_What needs to be done_
List every line of the items below that contains the string "balcony". Matching is case-sensitive, so a line counts only if the letters match in case.

_Data entries_
┌──
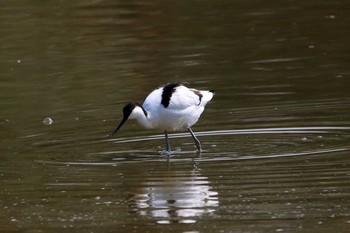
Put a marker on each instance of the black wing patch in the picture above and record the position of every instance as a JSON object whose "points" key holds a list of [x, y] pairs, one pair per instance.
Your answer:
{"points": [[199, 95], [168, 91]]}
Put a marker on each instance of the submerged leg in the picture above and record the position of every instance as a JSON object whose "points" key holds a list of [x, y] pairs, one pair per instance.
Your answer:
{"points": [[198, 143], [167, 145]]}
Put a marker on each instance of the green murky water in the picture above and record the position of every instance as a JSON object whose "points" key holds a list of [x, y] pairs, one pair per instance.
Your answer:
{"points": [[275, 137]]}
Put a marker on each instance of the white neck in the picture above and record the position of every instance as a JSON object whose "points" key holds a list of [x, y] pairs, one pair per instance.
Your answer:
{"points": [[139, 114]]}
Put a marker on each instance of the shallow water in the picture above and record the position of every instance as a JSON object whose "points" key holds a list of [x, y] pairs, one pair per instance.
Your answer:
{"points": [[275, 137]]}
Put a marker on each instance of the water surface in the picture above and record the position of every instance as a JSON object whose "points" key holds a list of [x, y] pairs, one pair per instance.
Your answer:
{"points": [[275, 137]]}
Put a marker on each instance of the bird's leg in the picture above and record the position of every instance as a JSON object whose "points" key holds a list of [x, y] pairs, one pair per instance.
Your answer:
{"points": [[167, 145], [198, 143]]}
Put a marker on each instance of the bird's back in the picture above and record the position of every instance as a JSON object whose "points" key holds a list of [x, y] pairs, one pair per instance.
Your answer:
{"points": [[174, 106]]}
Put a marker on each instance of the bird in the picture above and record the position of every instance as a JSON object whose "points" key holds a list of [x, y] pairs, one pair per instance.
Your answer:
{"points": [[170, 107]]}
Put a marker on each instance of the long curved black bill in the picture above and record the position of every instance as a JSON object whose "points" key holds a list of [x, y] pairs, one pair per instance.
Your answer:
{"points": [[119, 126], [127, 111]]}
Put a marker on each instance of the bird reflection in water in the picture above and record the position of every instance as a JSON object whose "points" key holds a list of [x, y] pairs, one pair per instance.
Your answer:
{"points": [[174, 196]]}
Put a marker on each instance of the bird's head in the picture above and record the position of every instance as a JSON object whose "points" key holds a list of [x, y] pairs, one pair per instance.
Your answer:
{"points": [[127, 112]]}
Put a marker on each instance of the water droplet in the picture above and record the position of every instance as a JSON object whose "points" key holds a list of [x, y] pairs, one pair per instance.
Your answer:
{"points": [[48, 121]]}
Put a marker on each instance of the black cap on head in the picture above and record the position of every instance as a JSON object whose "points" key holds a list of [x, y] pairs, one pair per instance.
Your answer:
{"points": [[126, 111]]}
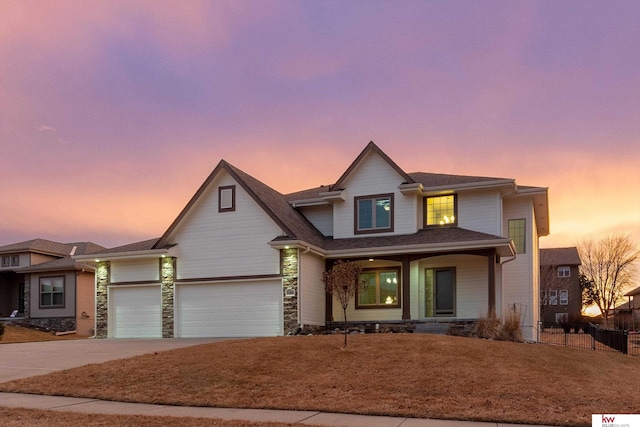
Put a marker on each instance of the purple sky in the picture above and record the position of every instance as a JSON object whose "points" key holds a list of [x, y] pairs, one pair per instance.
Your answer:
└──
┌──
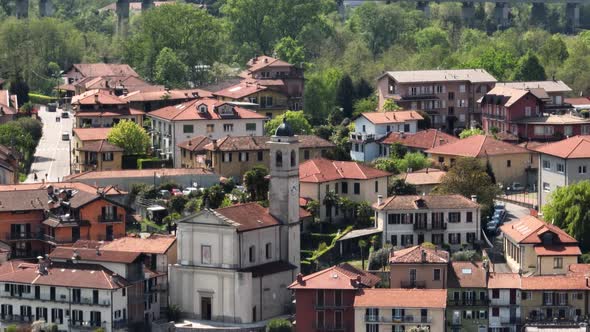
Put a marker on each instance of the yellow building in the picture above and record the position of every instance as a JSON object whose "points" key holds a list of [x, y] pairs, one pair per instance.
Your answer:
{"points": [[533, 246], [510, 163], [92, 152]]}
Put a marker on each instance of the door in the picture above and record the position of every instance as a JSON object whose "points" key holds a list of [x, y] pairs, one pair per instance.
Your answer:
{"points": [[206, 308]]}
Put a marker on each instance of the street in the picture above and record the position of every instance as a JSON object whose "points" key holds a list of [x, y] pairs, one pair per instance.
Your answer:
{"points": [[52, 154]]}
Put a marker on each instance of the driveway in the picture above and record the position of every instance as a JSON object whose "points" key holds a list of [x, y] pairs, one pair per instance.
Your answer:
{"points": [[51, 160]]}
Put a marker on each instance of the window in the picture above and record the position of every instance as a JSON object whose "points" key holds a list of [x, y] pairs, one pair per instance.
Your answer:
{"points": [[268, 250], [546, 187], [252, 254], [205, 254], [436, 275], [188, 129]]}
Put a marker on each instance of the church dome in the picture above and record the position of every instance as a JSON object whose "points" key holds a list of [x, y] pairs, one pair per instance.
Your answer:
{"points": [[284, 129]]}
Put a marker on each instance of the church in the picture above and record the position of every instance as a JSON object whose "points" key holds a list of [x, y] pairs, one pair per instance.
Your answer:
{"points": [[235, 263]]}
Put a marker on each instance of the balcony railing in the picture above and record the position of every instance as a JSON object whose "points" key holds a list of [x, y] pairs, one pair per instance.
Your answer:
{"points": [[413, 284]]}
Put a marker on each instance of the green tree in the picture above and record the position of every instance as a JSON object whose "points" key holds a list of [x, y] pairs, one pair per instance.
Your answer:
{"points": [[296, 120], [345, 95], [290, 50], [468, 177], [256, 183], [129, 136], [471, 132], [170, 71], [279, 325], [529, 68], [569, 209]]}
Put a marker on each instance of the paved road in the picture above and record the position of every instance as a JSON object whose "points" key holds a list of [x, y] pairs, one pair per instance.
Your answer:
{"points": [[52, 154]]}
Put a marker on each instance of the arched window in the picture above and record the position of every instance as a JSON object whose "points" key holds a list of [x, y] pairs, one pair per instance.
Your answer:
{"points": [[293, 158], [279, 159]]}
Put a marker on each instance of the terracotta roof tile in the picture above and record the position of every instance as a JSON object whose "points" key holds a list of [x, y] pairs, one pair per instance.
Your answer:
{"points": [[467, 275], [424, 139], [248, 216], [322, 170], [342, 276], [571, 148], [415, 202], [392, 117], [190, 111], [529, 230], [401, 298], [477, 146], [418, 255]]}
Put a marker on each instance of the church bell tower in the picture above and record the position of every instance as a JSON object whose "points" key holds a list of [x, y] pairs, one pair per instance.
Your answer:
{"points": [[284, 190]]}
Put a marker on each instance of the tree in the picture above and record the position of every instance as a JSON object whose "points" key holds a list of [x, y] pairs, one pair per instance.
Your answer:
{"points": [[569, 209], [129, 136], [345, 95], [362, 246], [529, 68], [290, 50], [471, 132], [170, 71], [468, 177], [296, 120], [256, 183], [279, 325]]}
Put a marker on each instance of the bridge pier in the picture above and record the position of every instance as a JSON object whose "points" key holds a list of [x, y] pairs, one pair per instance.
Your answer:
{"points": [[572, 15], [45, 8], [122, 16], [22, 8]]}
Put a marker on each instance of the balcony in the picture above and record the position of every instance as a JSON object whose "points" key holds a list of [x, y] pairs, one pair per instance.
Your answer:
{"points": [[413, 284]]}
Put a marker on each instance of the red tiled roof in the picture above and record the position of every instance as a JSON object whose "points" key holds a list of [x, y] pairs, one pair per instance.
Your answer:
└──
_Correct response_
Put a marker on each instance of the balcony railing in the picture above and record the position of every instance as a JSON object whose "points" key holds a list of [x, y] pairs, one pair per instance.
Put a marker on each instance of the balcony in the picture above and record the position of every instance as a JSON object whose "points" key holds a list of [x, y] pairs, one pair per instance.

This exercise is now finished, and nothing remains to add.